#### Quoted passage:
..............................

Chapter 10 Maintenance of Records and Reporting  

§ 116.  Maintenance of records on waste

 (1) [Repealed – RT I 2007, 19, 94 – entry into force 11.03.2007]

 (2) Persons holding an environmental protection permit and producers of hazardous waste, except households, are required to keep, in adherence to the provisions of subsection 11 of § 28 of this Act, regular records of the type, quantity, properties and origin of the waste generated, collected, preserved or stored, transported, treated, recovered or disposed of in the course of their activities, including the quantity and properties of the substances or objects prepared for re-use or recycled. If waste is transferred to other waste handlers, records shall also be kept of the destination, frequency of collection, modes of transport of and recovery and disposal operations regarding the waste.
[RT I, 05.05.2021, 1 – entry into force 15.05.2021]

 (3) The source documents for the records specified in subsection 2 of this section and the consolidated data produced on the basis thereof shall be stored for at least five years.

 (4) Environmental supervision agencies and the controller and processor of the environmental decisions information system have the right to have access to source documents for records and to consolidated data.
[RT I, 21.12.2019, 1 – entry into force 01.01.2020]

§ 117.  Reporting on waste

 (1) The person specified in subsection 2 of § 116 of this Act shall submit an annual report on waste to the Environmental Board. The dataset for the report on waste and the procedure for the submission thereof shall be established by a regulation of the minister in charge of the policy sector.
[RT I, 21.12.2019, 1 – entry into force 01.01.2020]

 (11) The obligation to submit reports on waste does not extend to the following persons:
 1) persons generating hazardous waste, for whose operation no environmental protection permit is required;
 2) brokers registered on the basis of clause 4 of subsection 2 of § 987 of this Act;
 3) dealers registered on the basis of clause 5 of subsection 2 of § 987 of this Act.
[RT I, 21.12.2019, 1 – entry into force 01.01.2020]

 (2) The Environmental Board has the right to require submission of a report on waste also from waste producers whose activities do not require an environmental protection permit, but who produce more than 10 tons of non-hazardous waste per year or more than 100 kilograms of hazardous waste per year.
[RT I, 21.12.2019, 1 – entry into force 01.01.2020]

 (21) Persons other than the producer who receive from waste holders waste resulting from products of concern and recover or dispose of them are required to submit to the register of products of concern data on the handling of waste resulting from products of concern in accordance with the requirements provided for under subsection 2 of § 261 of this Act.
[RT I, 21.12.2019, 1 – entry into force 01.01.2020]

 (22) If the person specified in subsection 21 of this section offers services to a producer of products of concern and submits data to the register of products of concern on their behalf, the obligation of the producer of products of concern to submit data on the handling of waste resulting from products of concern is deemed to be met.
[RT I, 21.12.2019, 1 – entry into force 01.01.2020]

 (3) The minister in charge of the policy sector and environmental supervision agencies have the right to obtain information concerning products produced in or imported into Estonia, the substances used in manufacturing the products, the waste resulting from the products and concerning the handling of the waste from the producers and importers of the products and from governmental authorities and rural municipality and city governments.

..............................

#### Short exercise a:
Duplicate, line for line, the records from the line containing "Where can you spot the wooden" through the line containing "pixel 446 405".

(Stored entries)
..............................

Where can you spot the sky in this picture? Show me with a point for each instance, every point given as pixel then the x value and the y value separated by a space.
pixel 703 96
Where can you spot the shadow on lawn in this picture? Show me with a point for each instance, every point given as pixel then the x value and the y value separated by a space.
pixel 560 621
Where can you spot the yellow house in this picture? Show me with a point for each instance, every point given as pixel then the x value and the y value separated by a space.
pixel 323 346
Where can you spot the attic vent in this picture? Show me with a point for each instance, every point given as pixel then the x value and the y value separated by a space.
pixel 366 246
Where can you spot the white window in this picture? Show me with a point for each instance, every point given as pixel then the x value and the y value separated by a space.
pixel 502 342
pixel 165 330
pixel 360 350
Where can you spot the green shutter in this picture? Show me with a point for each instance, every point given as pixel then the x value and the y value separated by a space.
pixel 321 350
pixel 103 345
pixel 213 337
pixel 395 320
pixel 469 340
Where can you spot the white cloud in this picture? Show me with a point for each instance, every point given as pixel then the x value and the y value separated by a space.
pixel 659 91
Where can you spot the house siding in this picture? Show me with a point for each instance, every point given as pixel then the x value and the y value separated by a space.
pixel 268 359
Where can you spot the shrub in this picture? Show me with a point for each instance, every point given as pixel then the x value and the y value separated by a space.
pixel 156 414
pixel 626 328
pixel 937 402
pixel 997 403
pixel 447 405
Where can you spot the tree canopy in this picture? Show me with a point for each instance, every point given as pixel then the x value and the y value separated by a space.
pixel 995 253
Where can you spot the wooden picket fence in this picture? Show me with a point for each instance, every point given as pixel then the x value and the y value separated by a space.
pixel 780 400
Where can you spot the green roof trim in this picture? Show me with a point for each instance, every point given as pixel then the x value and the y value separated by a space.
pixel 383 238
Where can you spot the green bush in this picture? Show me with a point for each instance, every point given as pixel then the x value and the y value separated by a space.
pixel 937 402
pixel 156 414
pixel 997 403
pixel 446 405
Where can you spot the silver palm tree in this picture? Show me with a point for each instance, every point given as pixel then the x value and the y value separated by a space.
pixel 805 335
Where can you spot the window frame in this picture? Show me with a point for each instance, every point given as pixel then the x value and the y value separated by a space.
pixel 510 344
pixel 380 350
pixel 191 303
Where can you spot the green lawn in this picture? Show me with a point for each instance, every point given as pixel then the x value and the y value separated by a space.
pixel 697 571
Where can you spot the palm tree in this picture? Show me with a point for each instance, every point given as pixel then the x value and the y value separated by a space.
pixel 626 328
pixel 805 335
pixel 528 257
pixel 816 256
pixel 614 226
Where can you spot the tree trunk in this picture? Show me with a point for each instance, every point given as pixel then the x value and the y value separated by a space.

..............................

#### Short exercise b:
According to the passage on waste records, for how long must the source documents for the records and the consolidated data based on them be stored?

#### Exercise output a:
Where can you spot the wooden picket fence in this picture? Show me with a point for each instance, every point given as pixel then the x value and the y value separated by a space.
pixel 780 400
Where can you spot the green roof trim in this picture? Show me with a point for each instance, every point given as pixel then the x value and the y value separated by a space.
pixel 383 238
Where can you spot the green bush in this picture? Show me with a point for each instance, every point given as pixel then the x value and the y value separated by a space.
pixel 937 402
pixel 156 414
pixel 997 403
pixel 446 405

#### Exercise output b:
For at least five years.